| RECORDED INFORMATION |

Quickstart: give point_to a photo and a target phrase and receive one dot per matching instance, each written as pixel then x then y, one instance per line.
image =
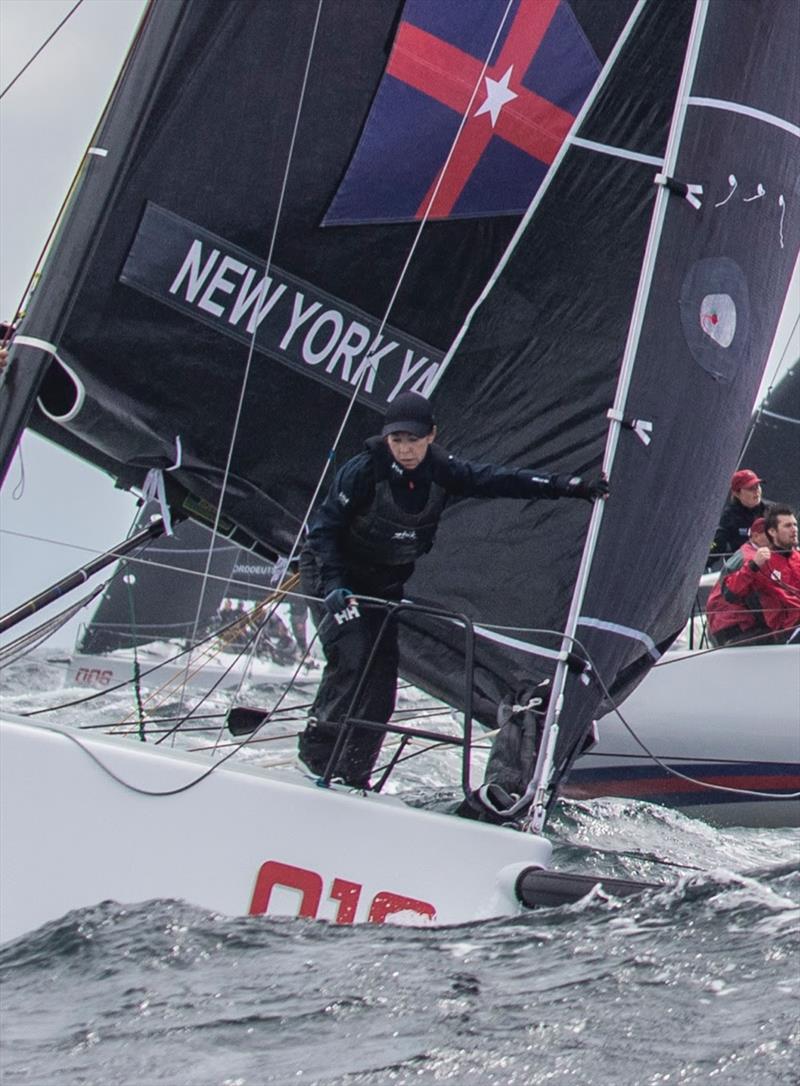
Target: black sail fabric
pixel 172 231
pixel 731 262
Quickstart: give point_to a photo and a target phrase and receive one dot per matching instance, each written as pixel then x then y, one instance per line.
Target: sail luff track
pixel 538 788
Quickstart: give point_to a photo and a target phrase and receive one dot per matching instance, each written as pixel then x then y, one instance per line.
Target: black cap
pixel 409 413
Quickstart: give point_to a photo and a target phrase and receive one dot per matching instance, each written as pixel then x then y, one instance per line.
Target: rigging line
pixel 284 693
pixel 71 189
pixel 125 682
pixel 45 43
pixel 542 190
pixel 761 411
pixel 251 350
pixel 541 784
pixel 401 279
pixel 669 769
pixel 126 558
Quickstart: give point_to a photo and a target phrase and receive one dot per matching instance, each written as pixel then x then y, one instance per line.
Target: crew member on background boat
pixel 773 573
pixel 733 618
pixel 744 505
pixel 379 517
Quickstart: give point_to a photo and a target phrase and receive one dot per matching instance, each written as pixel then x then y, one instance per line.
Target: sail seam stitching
pixel 747 111
pixel 618 152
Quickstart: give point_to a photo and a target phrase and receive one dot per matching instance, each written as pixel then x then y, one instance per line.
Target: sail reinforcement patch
pixel 715 316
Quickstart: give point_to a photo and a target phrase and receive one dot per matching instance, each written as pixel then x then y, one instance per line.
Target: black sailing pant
pixel 347 647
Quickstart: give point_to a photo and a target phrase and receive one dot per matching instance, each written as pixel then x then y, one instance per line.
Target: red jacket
pixel 777 585
pixel 725 608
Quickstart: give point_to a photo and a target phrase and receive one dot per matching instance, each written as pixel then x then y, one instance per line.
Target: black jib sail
pixel 773 445
pixel 230 143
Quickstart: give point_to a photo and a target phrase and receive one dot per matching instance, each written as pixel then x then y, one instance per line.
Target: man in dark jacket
pixel 380 515
pixel 744 506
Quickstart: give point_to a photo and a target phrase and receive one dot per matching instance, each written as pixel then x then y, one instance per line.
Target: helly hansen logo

| WHAT IS ASKED |
Find each line in the listing above that contains the word "jacket", and copy those lines out.

| OUTPUT BELOW |
Target: red jacket
Target: man in dark jacket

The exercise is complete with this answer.